(Records from a data source)
▬▬▬

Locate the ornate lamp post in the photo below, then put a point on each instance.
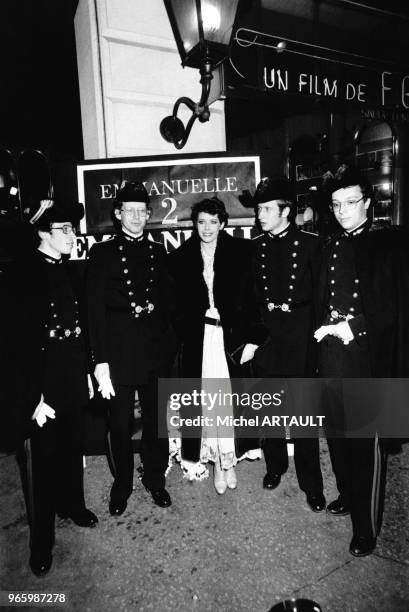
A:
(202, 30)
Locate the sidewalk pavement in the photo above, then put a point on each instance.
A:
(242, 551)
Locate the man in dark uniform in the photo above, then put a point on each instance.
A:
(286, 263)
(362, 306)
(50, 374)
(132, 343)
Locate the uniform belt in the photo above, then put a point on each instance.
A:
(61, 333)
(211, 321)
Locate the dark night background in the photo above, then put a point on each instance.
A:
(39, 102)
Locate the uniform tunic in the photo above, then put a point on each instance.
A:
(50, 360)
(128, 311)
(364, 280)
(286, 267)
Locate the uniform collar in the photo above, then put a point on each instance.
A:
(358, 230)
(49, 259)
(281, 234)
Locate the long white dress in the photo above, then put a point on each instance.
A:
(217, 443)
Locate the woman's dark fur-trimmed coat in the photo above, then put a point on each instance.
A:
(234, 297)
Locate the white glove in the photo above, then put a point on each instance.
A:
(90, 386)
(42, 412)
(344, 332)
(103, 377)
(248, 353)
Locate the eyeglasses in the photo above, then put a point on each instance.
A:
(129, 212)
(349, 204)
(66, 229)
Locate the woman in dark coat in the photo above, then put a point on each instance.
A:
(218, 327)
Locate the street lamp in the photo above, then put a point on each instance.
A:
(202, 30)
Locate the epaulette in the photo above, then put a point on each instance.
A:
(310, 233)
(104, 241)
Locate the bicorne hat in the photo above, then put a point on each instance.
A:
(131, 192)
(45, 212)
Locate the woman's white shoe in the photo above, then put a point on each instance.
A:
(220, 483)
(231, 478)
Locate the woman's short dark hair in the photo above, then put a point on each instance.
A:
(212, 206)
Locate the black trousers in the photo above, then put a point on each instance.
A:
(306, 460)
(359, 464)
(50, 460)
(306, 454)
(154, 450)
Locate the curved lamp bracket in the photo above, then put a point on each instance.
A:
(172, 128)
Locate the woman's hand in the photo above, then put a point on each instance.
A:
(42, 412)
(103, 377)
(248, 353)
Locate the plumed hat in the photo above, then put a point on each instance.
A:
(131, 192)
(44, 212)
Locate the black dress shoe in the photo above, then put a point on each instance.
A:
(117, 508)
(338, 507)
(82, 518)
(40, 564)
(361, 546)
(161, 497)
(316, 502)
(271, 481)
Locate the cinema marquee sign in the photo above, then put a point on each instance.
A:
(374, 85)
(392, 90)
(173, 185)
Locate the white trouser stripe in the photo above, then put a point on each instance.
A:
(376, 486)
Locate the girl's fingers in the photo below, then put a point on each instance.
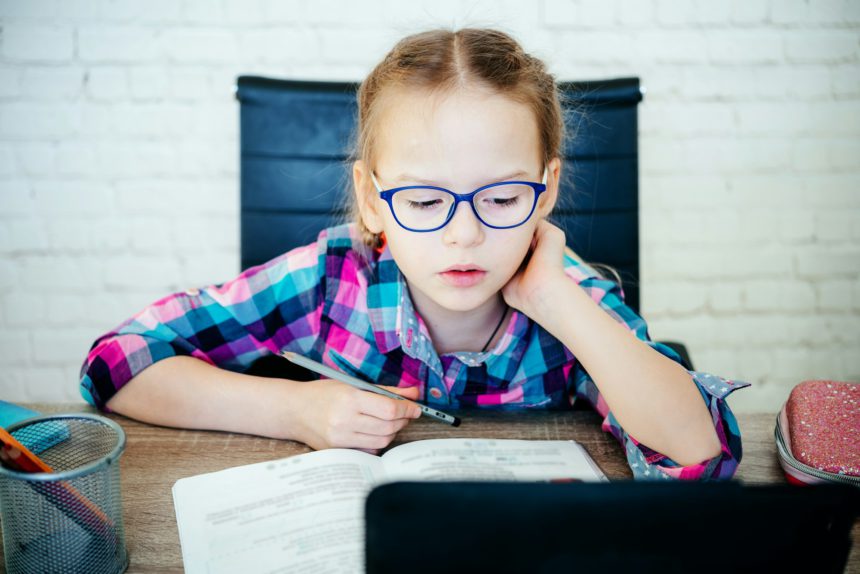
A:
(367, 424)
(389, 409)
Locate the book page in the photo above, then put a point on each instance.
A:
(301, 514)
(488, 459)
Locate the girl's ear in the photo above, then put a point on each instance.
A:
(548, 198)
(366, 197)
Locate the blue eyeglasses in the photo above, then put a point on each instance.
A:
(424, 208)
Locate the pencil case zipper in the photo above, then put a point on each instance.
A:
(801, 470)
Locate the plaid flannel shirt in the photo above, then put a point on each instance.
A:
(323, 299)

▬▬▬

Repeat the entries verbatim; no pictures.

• **Your response**:
Locate the ornate lamp post in the photo below, then put a point on each instance.
A:
(202, 30)
Locate the sidewalk pavement in the photo above, then put a point on each instance.
A:
(242, 551)
Locate the man in dark uniform in the photo above, then put a point on each instance.
A:
(286, 263)
(362, 306)
(50, 374)
(132, 343)
Locate the uniform belt in the photo above, then put a point on each instance.
A:
(61, 333)
(211, 321)
Locate the dark night background in the photo above, then put a point on each instance.
A:
(39, 102)
Locate the uniform tunic in the photo above, then put a point on each instance.
A:
(50, 360)
(128, 311)
(364, 280)
(286, 267)
Locate the uniform collar in the photo above, then put a point on each instance.
A:
(358, 230)
(49, 259)
(281, 234)
Locate the long white dress in the photo above, then put a point on each instance.
A:
(217, 443)
Locate the woman's dark fur-trimmed coat in the photo above, then put a point on each instance.
A:
(234, 297)
Locate the white glove in the photo above, then put a point on each instance.
A:
(90, 386)
(42, 412)
(344, 332)
(103, 377)
(248, 353)
Locate the eyeglasses in the photo above, then put a point on each instance.
A:
(129, 212)
(349, 204)
(66, 229)
Locate the woman in dark coat in the photo above, then put a point on each instance.
A:
(218, 327)
Locate the street lamp in the photo above, then put a point on each instance.
A:
(202, 30)
Locate the epaulette in the photo above, then put a point on each instance.
A:
(310, 233)
(104, 241)
Locate the bicorne hat in the photo above, then put a point on each instance.
A:
(131, 192)
(45, 212)
Locate the woman's white shoe in the photo above, then put a point on each instance.
A:
(220, 483)
(231, 478)
Locate the woman's short dark hair in the photo above, then put a point on each instance.
A:
(212, 206)
Locate the black trousers in the photo above, then put a point on each instance.
A:
(306, 460)
(359, 464)
(50, 460)
(306, 454)
(154, 450)
Locate the curved lamp bracket in the photo above, then put a point on each instance.
A:
(172, 128)
Locate the woman's hand in the photo above, then put a point on each instance.
A:
(42, 412)
(103, 377)
(248, 353)
Locate the plumed hat in the photo above, then put a point on each instance.
A:
(131, 192)
(44, 212)
Locate the black dress shoe in the photo above, then put a point on each instance.
A:
(117, 508)
(338, 507)
(82, 518)
(40, 564)
(361, 546)
(161, 497)
(316, 502)
(271, 481)
Locate the cinema marquee sign in the photo above, then put a point on each instance.
A:
(374, 85)
(392, 90)
(173, 185)
Locate the white trouser stripe in the photo above, then put a point on each instance.
A:
(376, 486)
Locate the girl's fingers in the photo below, then put a point on each instance.
A:
(367, 424)
(389, 409)
Locate the book page in the photo above, then put a point on each instance.
A:
(301, 514)
(488, 459)
Locate the girl's ear in the photo above, then put a point on each instance.
A:
(548, 198)
(366, 197)
Locate the blue eyeglasses in the photo above, then put a point on each instance.
A:
(424, 208)
Locate the pencil case zipper in the photo above, then put a point on each instance.
A:
(801, 470)
Locate the plaid flannel shirt in the photo above, then put a point on each instance.
A:
(323, 299)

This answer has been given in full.